◆ ABOUT THIS TASK: Return all of the records exactly.

◆ PROVIDED DATA:

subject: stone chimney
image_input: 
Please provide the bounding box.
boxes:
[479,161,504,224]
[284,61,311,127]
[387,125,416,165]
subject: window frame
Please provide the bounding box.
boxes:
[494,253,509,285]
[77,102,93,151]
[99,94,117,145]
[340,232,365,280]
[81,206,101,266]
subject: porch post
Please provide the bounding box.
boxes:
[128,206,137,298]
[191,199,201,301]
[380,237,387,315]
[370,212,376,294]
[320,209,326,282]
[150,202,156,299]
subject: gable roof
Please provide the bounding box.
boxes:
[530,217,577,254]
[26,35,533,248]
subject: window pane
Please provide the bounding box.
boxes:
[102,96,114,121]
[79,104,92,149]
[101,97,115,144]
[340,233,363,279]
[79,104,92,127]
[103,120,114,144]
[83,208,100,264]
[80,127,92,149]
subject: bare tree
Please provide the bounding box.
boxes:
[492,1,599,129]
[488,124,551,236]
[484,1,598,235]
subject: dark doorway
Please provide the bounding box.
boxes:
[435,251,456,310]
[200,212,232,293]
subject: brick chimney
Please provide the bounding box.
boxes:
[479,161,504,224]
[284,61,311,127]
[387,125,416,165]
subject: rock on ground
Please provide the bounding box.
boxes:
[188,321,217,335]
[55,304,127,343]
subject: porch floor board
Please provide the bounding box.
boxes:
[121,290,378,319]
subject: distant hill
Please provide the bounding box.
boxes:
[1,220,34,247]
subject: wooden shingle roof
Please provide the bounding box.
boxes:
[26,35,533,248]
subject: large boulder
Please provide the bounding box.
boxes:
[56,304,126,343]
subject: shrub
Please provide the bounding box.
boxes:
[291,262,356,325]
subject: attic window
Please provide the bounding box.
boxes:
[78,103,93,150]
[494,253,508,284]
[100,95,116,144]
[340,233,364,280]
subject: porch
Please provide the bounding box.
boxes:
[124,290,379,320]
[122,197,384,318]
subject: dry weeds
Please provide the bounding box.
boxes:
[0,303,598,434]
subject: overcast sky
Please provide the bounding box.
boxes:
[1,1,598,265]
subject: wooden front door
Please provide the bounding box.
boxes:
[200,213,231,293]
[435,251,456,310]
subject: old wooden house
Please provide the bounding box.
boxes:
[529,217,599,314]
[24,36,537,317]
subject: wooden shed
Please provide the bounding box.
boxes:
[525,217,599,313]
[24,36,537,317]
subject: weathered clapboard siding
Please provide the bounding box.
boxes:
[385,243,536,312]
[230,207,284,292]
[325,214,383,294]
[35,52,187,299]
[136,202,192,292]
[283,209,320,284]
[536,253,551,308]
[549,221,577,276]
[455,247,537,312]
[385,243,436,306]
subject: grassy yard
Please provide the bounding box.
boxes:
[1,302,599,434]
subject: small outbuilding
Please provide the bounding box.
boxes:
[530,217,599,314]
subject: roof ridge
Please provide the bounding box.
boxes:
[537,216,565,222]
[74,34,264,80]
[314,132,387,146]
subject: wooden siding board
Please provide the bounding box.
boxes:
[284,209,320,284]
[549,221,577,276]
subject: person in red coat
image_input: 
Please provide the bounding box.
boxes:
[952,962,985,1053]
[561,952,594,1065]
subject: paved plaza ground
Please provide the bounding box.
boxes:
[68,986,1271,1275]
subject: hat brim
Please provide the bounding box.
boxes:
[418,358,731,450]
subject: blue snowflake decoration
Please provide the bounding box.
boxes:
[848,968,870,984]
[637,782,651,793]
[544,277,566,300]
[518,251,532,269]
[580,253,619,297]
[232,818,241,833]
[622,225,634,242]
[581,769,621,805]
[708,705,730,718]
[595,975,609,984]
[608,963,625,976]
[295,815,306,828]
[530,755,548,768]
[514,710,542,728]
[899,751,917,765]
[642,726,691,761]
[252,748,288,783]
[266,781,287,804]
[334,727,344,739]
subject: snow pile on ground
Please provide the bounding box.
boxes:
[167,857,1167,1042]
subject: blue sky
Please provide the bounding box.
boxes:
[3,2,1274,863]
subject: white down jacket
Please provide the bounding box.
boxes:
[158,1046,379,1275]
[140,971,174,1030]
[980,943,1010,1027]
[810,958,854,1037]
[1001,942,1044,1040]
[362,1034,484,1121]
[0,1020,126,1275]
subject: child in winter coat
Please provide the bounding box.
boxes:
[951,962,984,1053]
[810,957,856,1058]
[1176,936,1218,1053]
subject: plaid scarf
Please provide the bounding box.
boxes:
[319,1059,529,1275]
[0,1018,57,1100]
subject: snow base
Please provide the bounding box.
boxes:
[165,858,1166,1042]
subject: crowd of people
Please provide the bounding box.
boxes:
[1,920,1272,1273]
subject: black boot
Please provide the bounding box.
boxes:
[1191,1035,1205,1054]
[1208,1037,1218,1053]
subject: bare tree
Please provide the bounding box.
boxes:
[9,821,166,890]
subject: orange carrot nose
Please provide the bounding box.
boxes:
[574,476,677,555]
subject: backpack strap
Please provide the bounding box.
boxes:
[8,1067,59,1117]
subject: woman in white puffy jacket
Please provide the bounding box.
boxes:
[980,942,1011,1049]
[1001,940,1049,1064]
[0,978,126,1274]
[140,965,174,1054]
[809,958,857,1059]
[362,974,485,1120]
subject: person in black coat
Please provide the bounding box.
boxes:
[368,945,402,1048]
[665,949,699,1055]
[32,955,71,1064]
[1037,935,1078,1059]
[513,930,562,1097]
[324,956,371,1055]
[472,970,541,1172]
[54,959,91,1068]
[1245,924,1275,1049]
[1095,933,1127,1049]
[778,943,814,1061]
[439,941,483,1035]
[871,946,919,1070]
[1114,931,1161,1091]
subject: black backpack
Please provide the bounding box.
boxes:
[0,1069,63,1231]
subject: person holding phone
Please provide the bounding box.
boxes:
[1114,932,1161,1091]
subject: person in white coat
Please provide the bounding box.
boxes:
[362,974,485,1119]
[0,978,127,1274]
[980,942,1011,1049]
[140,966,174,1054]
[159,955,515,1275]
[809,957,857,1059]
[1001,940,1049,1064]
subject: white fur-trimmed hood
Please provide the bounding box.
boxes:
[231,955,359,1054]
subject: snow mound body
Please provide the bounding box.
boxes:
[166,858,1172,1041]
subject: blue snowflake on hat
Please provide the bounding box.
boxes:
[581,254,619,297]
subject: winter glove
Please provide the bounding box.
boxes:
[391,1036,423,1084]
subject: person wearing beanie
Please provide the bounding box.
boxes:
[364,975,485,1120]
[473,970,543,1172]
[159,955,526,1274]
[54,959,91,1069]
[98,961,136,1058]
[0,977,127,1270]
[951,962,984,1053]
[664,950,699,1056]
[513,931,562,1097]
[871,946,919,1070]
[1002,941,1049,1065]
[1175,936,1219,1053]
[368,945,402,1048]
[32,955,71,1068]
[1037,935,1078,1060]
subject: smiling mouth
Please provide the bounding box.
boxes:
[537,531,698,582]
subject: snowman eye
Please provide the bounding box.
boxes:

◆ ANSWER TO THE PROBLEM:
subject: stone chimney
image_input: 
Please provide the bounding box.
boxes:
[479,161,504,224]
[284,61,311,127]
[387,125,416,165]
subject: window frame
Please provide the bounding box.
boxes:
[494,253,509,285]
[77,102,93,151]
[99,94,117,145]
[340,232,365,280]
[81,206,101,266]
subject: porch post
Please provide the bounding box.
boxes:
[128,206,137,298]
[191,199,201,301]
[380,237,387,315]
[370,212,376,294]
[320,209,326,282]
[150,202,156,299]
subject: gable roof
Please provide the bounding box.
boxes:
[530,217,577,254]
[26,35,533,248]
subject: window pane
Please provide the bounding box.
boxes:
[102,96,114,121]
[79,104,92,149]
[101,97,115,144]
[340,233,363,279]
[79,104,92,127]
[103,120,114,144]
[83,208,100,264]
[80,127,92,149]
subject: bare tree
Please provide the bounding box.
boxes:
[492,1,599,129]
[488,124,551,236]
[484,1,598,235]
subject: dark doorway
Please provide the bounding box.
boxes:
[435,251,456,310]
[200,212,232,293]
subject: brick chimney
Please provide the bounding box.
boxes:
[479,161,504,224]
[284,61,311,127]
[387,125,416,165]
subject: rock on ground
Please provide the bounding box.
boxes:
[188,321,217,335]
[55,304,127,343]
subject: porch floor board
Please provide the bounding box.
boxes:
[121,290,378,319]
subject: distant hill
Please provide the bounding box.
boxes:
[1,220,34,247]
subject: wooden shingle roof
Please provide the bounding box.
boxes:
[26,35,533,248]
subject: large boulder
Please provide the bounding box.
boxes:
[56,304,126,343]
subject: shrub
Please provide the bounding box.
boxes:
[291,262,356,325]
subject: attic window
Please provide the bounding box.
boxes:
[78,103,93,150]
[494,253,508,284]
[100,95,116,144]
[340,233,364,280]
subject: porch
Please provide the bounding box.
boxes:
[124,290,379,320]
[122,197,384,318]
subject: dry weeds
Please provide the bounding box.
boxes:
[0,303,598,434]
subject: overcast sky
Please provide the bounding box.
boxes:
[1,1,598,265]
subject: wooden front door
Please provide the bounding box.
boxes:
[200,213,231,293]
[435,251,456,310]
subject: old wooden house
Please provide the bounding box.
boxes:
[529,217,599,314]
[24,36,537,317]
subject: wooden shed
Please provide the bounding box.
boxes:
[525,217,599,313]
[24,36,537,317]
subject: weathered clapboard siding
Please provide the bounding box.
boxes:
[385,243,536,312]
[230,207,284,292]
[325,214,383,294]
[35,52,187,299]
[136,202,192,292]
[283,209,320,284]
[536,253,551,308]
[549,221,577,276]
[455,247,537,312]
[385,243,436,306]
subject: grassy yard
Please provide the bounding box.
boxes:
[1,302,599,434]
subject: small outbuilding
Please provide the bounding box.
boxes:
[530,217,599,314]
subject: roof ridge
Please provide the bounding box.
boxes:
[537,216,565,222]
[74,34,264,80]
[314,132,387,146]
subject: wooden siding board
Please provide the bounding box.
boxes:
[284,209,320,284]
[549,221,577,276]
subject: person in red coat
image_input: 
Please provide the bounding box.
boxes:
[952,962,985,1053]
[561,952,594,1065]
subject: paved plaza ground
Please provide the bounding box.
boxes:
[68,986,1271,1275]
subject: hat brim
Please provide the bounding box.
boxes:
[418,358,731,450]
subject: blue snowflake decoration
Please provide the bounding box.
boxes:
[848,968,870,984]
[637,782,651,793]
[544,277,566,300]
[518,251,532,269]
[580,253,619,297]
[232,818,241,833]
[622,225,634,242]
[581,769,621,805]
[708,705,730,718]
[595,975,609,984]
[608,963,625,976]
[295,815,306,828]
[530,755,548,768]
[514,710,542,728]
[899,751,917,765]
[642,726,691,761]
[252,748,288,783]
[266,781,287,804]
[334,727,344,739]
subject: snow pile on ground
Please provide the bounding box.
boxes:
[167,857,1167,1042]
subject: blue sky
Please provide the bounding box.
boxes:
[3,2,1274,863]
subject: white down jacket
Please provide the bounding box.
boxes:
[158,1046,379,1275]
[140,971,174,1030]
[980,943,1010,1027]
[810,958,854,1037]
[1001,942,1044,1040]
[362,1034,484,1121]
[0,1020,126,1275]
subject: child in winter coat
Please provide the bounding box.
boxes:
[951,962,984,1053]
[810,957,856,1058]
[1176,936,1218,1053]
subject: plaid scarf
Please provide the bounding box.
boxes:
[319,1059,529,1275]
[0,1018,57,1100]
subject: snow base
Please provide the bounding box.
boxes:
[165,858,1166,1042]
subject: crowd of people
Please provide the bounding box.
boxes:
[1,920,1272,1273]
subject: black boot
Please provide the bounding box.
boxes:
[1191,1035,1205,1054]
[1208,1037,1218,1053]
subject: bare tree
Please provide the bounding box.
boxes:
[9,821,166,890]
subject: orange carrot nose
Please provide the bounding box.
boxes:
[574,476,677,555]
subject: backpack strap
Please provide the bounding box.
boxes:
[8,1067,59,1117]
subject: woman in white puffy jacket
Please provide the bounding box.
boxes:
[980,942,1011,1049]
[1001,940,1049,1064]
[0,978,126,1274]
[140,965,174,1054]
[809,958,857,1059]
[362,974,485,1120]
subject: person in black coat
Please provide the bounding box.
boxes:
[368,945,402,1048]
[665,949,699,1055]
[32,955,71,1064]
[1037,935,1078,1059]
[513,930,562,1097]
[324,956,371,1055]
[472,970,541,1172]
[54,959,91,1068]
[1245,924,1275,1049]
[1095,933,1127,1049]
[778,943,814,1061]
[439,941,483,1035]
[871,946,919,1070]
[1114,931,1161,1091]
subject: black backpack
Please provide the bounding box.
boxes:
[0,1069,63,1231]
subject: person holding phone
Please provide the bounding box.
boxes:
[1114,932,1161,1091]
subject: person in white coat
Please provide the bounding box.
boxes:
[362,974,485,1119]
[0,978,127,1274]
[980,942,1011,1049]
[140,966,174,1054]
[159,955,515,1275]
[809,957,857,1059]
[1001,940,1049,1064]
subject: white fur-trimmed hood
Please provide the bounding box.
boxes:
[231,955,359,1054]
subject: snow mound body
Please provide the bounding box.
boxes:
[166,858,1172,1041]
subject: blue snowflake on hat
Please provide the bounding box.
boxes:
[581,254,619,297]
subject: winter glove
Please provide the bounding box.
boxes:
[391,1036,423,1084]
subject: person wearing beanie
Please provide the bounding box.
boxes:
[364,975,485,1120]
[473,970,543,1172]
[159,955,526,1274]
[54,959,91,1069]
[98,961,136,1058]
[0,977,127,1270]
[951,962,984,1053]
[664,950,699,1056]
[513,931,562,1097]
[871,946,919,1070]
[1002,941,1049,1065]
[1175,936,1219,1053]
[368,945,402,1048]
[32,955,71,1068]
[1037,935,1078,1060]
subject: smiling mouth
Please provide the bounding box.
boxes:
[537,531,698,582]
subject: snowman eye
Please provide the bounding box.
boxes:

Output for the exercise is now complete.